- **Task directions**: Please transcribe the data below verbatim, starting at the line that holds "Teacher note: locate the lemur's claw" and continuing through the end of the data, inclusive. Leave the pictures out of your answer.

________

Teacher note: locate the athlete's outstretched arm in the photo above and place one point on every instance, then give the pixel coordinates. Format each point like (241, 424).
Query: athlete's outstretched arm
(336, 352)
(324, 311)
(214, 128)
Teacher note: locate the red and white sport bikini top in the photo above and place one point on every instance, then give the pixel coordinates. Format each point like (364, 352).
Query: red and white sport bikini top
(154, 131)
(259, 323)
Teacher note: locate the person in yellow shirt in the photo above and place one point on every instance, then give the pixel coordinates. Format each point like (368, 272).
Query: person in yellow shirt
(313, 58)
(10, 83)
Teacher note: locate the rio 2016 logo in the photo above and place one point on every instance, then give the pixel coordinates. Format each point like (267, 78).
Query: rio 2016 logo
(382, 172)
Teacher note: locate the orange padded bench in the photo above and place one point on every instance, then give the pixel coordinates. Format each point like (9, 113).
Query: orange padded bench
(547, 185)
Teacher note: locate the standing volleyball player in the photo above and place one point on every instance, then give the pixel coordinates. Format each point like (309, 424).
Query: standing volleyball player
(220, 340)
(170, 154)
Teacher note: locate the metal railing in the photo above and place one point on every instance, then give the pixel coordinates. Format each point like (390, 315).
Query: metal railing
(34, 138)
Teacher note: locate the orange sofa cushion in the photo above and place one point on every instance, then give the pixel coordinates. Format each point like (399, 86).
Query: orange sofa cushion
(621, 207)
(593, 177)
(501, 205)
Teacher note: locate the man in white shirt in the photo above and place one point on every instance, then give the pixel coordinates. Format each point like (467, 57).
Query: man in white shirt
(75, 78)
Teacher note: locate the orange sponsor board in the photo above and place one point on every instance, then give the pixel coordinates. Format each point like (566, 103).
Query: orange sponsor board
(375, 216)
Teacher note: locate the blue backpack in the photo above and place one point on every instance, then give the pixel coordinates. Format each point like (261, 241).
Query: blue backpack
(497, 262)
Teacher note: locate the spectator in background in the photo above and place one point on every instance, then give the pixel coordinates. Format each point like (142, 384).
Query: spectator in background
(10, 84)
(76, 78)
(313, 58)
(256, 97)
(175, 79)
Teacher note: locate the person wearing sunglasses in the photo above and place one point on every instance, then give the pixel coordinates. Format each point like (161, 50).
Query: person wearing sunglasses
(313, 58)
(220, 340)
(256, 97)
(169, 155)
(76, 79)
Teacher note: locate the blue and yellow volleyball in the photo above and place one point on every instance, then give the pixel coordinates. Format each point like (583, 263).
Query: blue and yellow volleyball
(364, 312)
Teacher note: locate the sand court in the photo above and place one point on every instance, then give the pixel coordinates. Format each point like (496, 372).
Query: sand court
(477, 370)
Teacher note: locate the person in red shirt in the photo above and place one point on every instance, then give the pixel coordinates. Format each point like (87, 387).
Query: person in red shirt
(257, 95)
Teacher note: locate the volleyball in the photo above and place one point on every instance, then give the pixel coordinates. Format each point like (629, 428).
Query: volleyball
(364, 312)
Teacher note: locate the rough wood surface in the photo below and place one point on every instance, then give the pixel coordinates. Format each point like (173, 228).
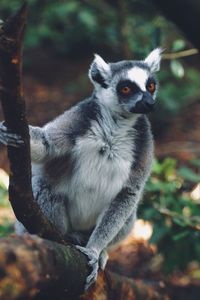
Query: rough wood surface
(185, 14)
(30, 264)
(11, 94)
(33, 267)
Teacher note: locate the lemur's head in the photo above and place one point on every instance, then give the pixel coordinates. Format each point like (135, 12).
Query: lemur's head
(128, 85)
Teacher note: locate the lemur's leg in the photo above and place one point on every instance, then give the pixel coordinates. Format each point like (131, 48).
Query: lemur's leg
(125, 230)
(9, 139)
(51, 204)
(112, 221)
(38, 142)
(103, 258)
(39, 145)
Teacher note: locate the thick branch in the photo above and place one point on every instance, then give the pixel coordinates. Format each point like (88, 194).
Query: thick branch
(30, 265)
(185, 14)
(11, 94)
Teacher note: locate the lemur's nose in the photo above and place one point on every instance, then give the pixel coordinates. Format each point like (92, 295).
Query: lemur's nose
(148, 99)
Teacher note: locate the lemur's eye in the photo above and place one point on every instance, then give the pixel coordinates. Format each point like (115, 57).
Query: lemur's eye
(125, 90)
(151, 87)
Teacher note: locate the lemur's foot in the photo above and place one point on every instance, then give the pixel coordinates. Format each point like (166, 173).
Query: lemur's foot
(9, 139)
(93, 258)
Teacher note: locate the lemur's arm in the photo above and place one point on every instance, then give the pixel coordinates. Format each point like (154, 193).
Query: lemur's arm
(120, 209)
(54, 139)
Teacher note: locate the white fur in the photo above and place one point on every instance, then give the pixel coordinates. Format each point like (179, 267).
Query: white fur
(139, 76)
(153, 59)
(102, 66)
(98, 178)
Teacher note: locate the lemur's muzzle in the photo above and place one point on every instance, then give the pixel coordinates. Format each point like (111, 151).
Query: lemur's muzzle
(145, 105)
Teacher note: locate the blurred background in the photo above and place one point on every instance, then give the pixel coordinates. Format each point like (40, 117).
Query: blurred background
(60, 41)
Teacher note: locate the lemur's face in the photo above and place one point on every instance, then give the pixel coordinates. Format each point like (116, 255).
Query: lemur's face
(128, 85)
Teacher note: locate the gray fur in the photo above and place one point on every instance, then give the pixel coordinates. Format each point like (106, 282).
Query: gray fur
(91, 163)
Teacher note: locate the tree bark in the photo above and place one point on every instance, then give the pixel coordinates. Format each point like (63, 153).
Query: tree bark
(33, 267)
(185, 14)
(11, 94)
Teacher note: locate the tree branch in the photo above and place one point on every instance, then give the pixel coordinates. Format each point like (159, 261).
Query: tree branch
(11, 94)
(31, 266)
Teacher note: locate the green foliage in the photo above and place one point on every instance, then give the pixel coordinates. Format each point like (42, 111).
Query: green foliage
(174, 214)
(6, 226)
(127, 28)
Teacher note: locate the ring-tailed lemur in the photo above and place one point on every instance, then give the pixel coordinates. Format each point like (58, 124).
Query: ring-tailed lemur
(91, 163)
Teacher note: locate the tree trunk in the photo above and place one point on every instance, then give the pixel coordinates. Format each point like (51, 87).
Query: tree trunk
(31, 266)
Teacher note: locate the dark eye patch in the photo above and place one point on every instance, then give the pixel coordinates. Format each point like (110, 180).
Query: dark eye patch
(149, 85)
(129, 84)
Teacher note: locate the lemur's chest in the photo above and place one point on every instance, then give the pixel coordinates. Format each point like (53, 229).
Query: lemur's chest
(102, 166)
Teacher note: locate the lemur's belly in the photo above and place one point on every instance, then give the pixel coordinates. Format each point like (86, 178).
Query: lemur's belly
(100, 172)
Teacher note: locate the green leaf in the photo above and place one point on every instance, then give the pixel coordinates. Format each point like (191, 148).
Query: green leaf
(180, 235)
(178, 45)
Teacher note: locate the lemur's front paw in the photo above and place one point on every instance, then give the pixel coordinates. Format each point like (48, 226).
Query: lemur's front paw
(93, 258)
(10, 139)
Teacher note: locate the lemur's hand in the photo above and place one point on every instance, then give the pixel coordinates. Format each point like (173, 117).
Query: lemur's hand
(9, 139)
(93, 258)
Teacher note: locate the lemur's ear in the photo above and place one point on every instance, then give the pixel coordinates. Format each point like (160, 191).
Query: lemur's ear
(99, 72)
(153, 59)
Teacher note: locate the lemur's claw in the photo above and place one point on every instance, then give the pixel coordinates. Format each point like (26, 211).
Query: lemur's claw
(93, 262)
(10, 139)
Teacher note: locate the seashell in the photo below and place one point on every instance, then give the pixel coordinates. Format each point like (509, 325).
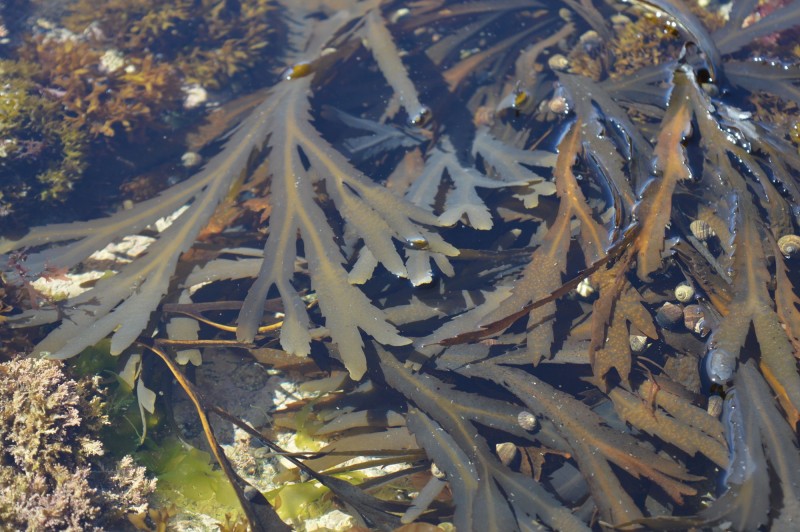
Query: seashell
(789, 245)
(694, 318)
(669, 315)
(558, 62)
(714, 407)
(585, 288)
(190, 159)
(420, 117)
(701, 230)
(527, 421)
(558, 105)
(417, 242)
(684, 293)
(506, 452)
(638, 342)
(719, 366)
(297, 71)
(521, 97)
(620, 20)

________

- **The response**:
Teacher note: locate the lemur's claw in the photo above and place one point on every instance, then give the pixel coordinates. Format each point like (26, 211).
Query: lemur's claw
(93, 262)
(10, 139)
Teacher note: locate the seashell in the photo below and place one point on every instance, then give the pixel coordinates. Format each point like (509, 325).
Query: seashell
(789, 245)
(694, 318)
(669, 315)
(558, 62)
(714, 407)
(585, 288)
(190, 159)
(420, 117)
(701, 230)
(527, 421)
(558, 105)
(417, 242)
(684, 293)
(506, 452)
(638, 342)
(719, 366)
(297, 71)
(521, 97)
(620, 20)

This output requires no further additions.